# PROMPT A:
Show every line in the records that contains the word "blue".

# SUPPLIED TEXT:
NOLA has been withstanding Hurricanes forever, It can handle it


----------



## Slippy (Nov 14, 2013)

The Weather Channel has gotten increasingly climate change coo-coo over the years but I still keep it on in the background usually in the mornings.

I like the doom and gloom music that they play when a hurricane is approaching. The people on air at the Weather Channel love this doom and gloom shit. I bet they are the biggest hypocrites out there.


----------



## Slippy (Nov 14, 2013)

rice paddy daddy said:


> Yes. Interesting. As of this evening, Saturday the 22nd, the paths actually will cross and both will hit NOLA.
> Why do people insist on living in a city that is below sea level?
> I had 8 weeks of temporary duty for Georgia Pacific in New Orleans in the mid 90's. What a filthy nasty city.


Southeast Louisiana has some of the best food in the country, some of the best fishing in the country and some of the funnest people in the country. If you like fishing and want to experience the best combination of Freshwater, Brackish Water and Salt Water Fishing head on down to Southeast LA, Plaquemines Parish and book a charter. Pretty awesome.

The problem is the scumbags and ghetto rats who inhabit the cesspool near The French Quarter and in downtown New Orleans.


----------



## rice paddy daddy (Jul 17, 2012)

Slippy said:


> Southeast Louisiana has some of the best food in the country, some of the best fishing in the country and some of the funnest people in the country. If you like fishing and want to experience the best combination of Freshwater, Brackish Water and Salt Water Fishing head on down to Southeast LA, Plaquemines Parish and book a charter. Pretty awesome.
> 
> The problem is the scumbags and ghetto rats who inhabit the cesspool near The French Quarter and in downtown New Orleans.


My wife was with me and GP provided a rental car, so one weekend we drove all the way down to the tip of the delta to where the oil rig workers took choppers out to the rigs.
There is some abject poverty down there along that west side road.

Another time we took the two lane road that ran west, to the south of the city, where there were a lot of old plantations, some restored some not.
Beautiful drive, but then you'd go around a curve and come across a refinery, where the fumes sucked up by the car A/C would make your eyes water.
A good 5th Infantry Division friend is from Louisiana and he's the salt of the earth.
But I have zero desire to ever go back.


----------



## Robie (Jun 2, 2016)

Slippy said:


> The Weather Channel has gotten increasingly climate change coo-coo over the years but I still keep it on in the background usually in the mornings.
> 
> I like the doom and gloom music that they play when a hurricane is approaching. The people on air at the Weather Channel love this doom and gloom shit. I bet they are the biggest hypocrites out there.

[Collected data]
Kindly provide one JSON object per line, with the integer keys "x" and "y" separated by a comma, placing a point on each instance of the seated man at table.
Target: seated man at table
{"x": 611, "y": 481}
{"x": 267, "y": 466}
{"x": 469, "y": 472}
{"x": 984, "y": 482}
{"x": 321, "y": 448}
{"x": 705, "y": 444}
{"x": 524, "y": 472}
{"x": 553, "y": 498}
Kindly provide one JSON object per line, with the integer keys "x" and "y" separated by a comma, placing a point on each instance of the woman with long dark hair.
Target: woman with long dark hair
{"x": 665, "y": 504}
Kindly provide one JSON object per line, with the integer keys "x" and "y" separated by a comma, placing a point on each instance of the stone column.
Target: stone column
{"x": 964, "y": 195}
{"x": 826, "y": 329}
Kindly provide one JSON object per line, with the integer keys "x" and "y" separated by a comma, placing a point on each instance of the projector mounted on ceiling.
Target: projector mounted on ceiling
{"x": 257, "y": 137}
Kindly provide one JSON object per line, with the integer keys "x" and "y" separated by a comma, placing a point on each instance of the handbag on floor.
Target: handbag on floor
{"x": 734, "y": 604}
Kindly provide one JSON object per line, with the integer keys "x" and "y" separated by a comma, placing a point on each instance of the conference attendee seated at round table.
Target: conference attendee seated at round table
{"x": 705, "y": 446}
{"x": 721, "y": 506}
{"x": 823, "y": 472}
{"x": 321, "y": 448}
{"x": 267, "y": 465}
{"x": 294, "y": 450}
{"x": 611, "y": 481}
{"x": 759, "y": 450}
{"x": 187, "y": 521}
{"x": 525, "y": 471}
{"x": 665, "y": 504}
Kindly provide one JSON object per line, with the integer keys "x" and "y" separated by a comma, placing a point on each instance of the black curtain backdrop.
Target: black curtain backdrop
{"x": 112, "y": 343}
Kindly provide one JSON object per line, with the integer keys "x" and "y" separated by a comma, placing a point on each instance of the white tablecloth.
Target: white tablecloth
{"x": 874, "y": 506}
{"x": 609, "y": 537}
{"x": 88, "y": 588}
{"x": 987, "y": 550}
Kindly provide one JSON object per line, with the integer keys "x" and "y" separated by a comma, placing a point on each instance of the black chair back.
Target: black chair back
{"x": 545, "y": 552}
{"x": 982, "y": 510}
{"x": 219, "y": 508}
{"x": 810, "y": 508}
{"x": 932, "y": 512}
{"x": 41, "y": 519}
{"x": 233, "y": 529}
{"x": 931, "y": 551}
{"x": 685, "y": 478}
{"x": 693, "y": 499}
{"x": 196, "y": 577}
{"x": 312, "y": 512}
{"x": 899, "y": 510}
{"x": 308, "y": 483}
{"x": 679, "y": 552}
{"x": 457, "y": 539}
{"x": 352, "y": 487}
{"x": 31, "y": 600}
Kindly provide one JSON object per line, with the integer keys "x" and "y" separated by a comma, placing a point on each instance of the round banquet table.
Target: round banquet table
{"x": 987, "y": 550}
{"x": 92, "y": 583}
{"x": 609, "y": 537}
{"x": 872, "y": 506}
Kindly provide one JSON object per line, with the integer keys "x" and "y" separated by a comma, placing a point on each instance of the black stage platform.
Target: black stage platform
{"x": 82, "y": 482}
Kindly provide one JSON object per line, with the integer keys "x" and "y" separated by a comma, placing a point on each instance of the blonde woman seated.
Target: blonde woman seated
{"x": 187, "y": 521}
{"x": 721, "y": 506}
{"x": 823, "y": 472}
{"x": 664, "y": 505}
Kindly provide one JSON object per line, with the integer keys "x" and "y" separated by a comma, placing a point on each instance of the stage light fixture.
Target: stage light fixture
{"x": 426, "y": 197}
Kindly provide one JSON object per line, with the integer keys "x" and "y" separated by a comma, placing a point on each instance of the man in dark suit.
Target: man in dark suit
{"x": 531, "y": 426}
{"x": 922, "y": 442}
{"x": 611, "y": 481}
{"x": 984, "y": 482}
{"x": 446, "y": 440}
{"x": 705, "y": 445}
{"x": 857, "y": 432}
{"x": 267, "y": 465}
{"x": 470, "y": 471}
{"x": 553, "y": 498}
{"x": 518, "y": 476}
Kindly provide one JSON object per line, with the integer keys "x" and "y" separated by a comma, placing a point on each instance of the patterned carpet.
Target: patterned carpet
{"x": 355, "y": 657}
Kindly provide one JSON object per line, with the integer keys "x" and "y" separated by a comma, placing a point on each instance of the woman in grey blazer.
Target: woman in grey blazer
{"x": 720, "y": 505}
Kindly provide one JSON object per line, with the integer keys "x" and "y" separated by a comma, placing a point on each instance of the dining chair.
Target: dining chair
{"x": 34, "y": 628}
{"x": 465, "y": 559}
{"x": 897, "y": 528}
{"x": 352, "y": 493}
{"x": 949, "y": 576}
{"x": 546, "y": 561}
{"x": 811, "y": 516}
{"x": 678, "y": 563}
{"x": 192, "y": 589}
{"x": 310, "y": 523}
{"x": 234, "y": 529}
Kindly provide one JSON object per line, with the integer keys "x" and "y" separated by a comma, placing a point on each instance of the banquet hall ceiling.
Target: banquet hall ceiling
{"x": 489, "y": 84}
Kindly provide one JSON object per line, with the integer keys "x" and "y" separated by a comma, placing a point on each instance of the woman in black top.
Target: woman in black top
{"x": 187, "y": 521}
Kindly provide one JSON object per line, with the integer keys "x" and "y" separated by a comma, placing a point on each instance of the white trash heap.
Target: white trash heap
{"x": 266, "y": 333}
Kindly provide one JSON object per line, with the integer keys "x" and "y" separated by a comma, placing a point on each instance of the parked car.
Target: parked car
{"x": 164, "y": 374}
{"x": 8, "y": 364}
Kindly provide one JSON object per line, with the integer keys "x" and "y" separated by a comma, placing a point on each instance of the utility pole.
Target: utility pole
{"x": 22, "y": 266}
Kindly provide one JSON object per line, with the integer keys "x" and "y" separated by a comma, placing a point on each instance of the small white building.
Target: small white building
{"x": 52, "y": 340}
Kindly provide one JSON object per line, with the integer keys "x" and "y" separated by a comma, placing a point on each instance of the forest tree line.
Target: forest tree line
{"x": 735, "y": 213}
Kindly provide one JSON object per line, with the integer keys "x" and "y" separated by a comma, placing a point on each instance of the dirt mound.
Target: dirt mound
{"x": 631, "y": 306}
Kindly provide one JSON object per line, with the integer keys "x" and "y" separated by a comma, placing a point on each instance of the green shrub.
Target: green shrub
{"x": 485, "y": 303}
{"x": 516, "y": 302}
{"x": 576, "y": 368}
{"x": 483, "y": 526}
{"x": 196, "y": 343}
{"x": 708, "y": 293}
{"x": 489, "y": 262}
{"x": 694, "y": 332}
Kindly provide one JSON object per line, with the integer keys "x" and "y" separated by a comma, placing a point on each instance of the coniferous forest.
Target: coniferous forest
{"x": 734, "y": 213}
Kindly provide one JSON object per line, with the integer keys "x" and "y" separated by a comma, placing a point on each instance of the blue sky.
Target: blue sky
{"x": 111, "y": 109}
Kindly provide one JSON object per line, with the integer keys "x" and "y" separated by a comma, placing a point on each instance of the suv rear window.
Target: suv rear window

# PROMPT B:
Answer these questions from the forum thread:
(i) According to Slippy, what does The Weather Channel play when a hurricane is approaching?
(ii) In which parish does Slippy suggest booking a fishing charter?
(iii) In rice paddy daddy's account, what made eyes water on the drive past the old plantations?

# CORRECT ANSWER A:
Kindly provide one JSON object per line, with the integer keys "x" and "y" separated by a comma, placing a point on each instance of the blue sky.
Target: blue sky

# CORRECT ANSWER B:
(i) Doom and gloom music.
(ii) Plaquemines Parish.
(iii) The fumes from a refinery, sucked up by the car A/C.